----- Provided data -----

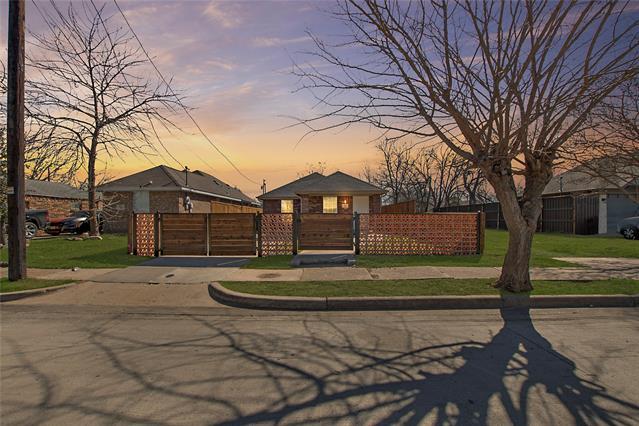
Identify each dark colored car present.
[24,209,49,238]
[46,210,103,235]
[617,211,639,240]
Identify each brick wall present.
[262,200,282,214]
[24,195,88,218]
[368,194,382,213]
[102,192,133,233]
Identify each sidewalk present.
[15,258,639,284]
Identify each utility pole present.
[7,0,27,281]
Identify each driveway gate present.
[299,213,353,250]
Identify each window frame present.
[280,200,295,213]
[322,195,339,214]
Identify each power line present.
[113,0,259,185]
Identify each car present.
[46,210,103,235]
[24,209,49,238]
[617,211,639,240]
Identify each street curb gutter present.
[0,283,77,303]
[209,283,639,311]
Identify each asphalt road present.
[0,304,639,425]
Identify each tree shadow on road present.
[2,309,639,425]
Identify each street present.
[1,298,639,425]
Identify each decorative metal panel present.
[359,213,480,255]
[135,213,155,256]
[261,213,293,256]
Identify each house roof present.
[257,172,325,200]
[543,159,637,195]
[98,165,257,204]
[257,172,385,200]
[25,179,88,200]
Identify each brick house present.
[98,165,261,232]
[257,171,385,214]
[24,179,88,218]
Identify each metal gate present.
[298,213,353,250]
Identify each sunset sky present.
[1,0,378,196]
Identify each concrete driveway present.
[0,304,639,425]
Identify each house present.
[257,171,385,214]
[542,166,639,234]
[24,179,88,218]
[98,165,261,232]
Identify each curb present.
[0,283,77,303]
[208,282,639,311]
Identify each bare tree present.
[563,78,639,203]
[27,3,178,235]
[0,62,8,247]
[296,0,639,292]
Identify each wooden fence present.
[129,213,485,256]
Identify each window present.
[280,200,293,213]
[322,197,337,213]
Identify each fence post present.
[293,213,301,255]
[353,213,359,255]
[131,213,138,256]
[153,211,160,257]
[126,212,135,254]
[477,211,486,254]
[206,213,213,256]
[255,213,263,257]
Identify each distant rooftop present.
[98,165,257,204]
[25,179,88,200]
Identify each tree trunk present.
[484,159,552,293]
[87,141,100,235]
[495,213,535,293]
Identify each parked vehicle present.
[46,210,103,235]
[617,211,639,240]
[24,209,49,238]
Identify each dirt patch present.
[257,273,282,278]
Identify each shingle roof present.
[257,172,324,200]
[297,172,385,195]
[98,165,256,203]
[25,179,88,200]
[257,172,385,200]
[543,159,637,195]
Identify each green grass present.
[222,278,639,297]
[356,229,639,268]
[244,229,639,269]
[0,278,72,293]
[0,234,150,269]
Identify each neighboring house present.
[24,179,88,218]
[257,172,385,214]
[98,165,261,232]
[542,166,639,234]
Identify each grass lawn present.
[245,229,639,269]
[0,234,150,269]
[0,278,73,293]
[222,278,639,297]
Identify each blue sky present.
[1,0,384,195]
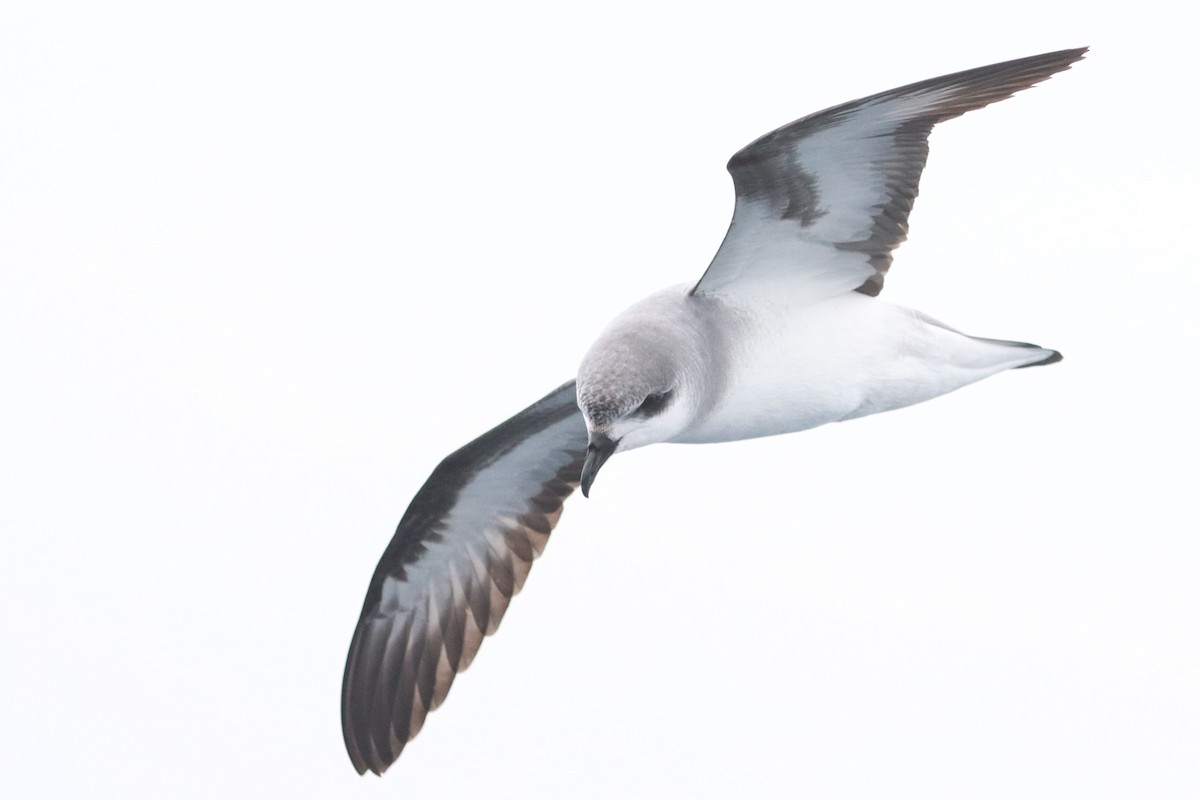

-----

Scale the data from the line "Identify each brick house present." through the end, repeating every line, requests included, but multiplying each bounding-box coordinate in the answers by 2.3 and rounding to whole numbers with halves rounded up. Leave the pictures out.

* Correct result
Identify each brick house present.
[225,380,600,534]
[591,393,886,492]
[55,412,202,501]
Identify each metal gate present.
[685,490,812,575]
Identify each sunset sky present.
[2,0,869,451]
Identify each concrete driveway present.
[0,699,1470,978]
Identify each house present.
[591,393,886,492]
[1247,382,1470,538]
[55,412,202,501]
[225,380,600,534]
Identify each curb present.
[0,651,177,697]
[478,649,1470,715]
Identify each bare tree present.
[1295,179,1470,467]
[62,7,409,541]
[0,143,18,568]
[681,0,1470,672]
Identify each wooden fence present.
[297,490,1116,589]
Identify each window present.
[644,460,674,490]
[741,453,775,490]
Identify each fence post present.
[674,490,692,587]
[812,490,826,587]
[301,490,317,589]
[352,485,368,591]
[290,488,311,584]
[1097,485,1118,584]
[474,490,490,589]
[587,490,605,591]
Identify each distant rooftop present.
[225,380,591,469]
[58,412,202,460]
Identify each tree trunk present.
[1113,366,1270,674]
[200,324,230,541]
[1139,490,1231,674]
Identify each parked vehicle present.
[106,483,237,541]
[1419,485,1470,552]
[55,481,113,547]
Identify each dirt patch present.
[591,628,649,639]
Identify each shingle roof present.
[591,396,745,460]
[683,396,886,449]
[225,380,589,467]
[58,412,202,460]
[591,396,886,460]
[1249,366,1465,449]
Identify each green grass present.
[511,639,1470,683]
[819,527,1470,616]
[561,527,1470,619]
[0,639,166,674]
[0,538,345,619]
Identify each neighboring house present.
[55,412,202,501]
[591,396,886,492]
[225,380,600,534]
[1247,382,1470,538]
Identify each grass lawn present.
[564,527,1470,619]
[0,538,345,619]
[0,639,168,674]
[511,639,1470,683]
Identify each blue sky present.
[2,0,883,449]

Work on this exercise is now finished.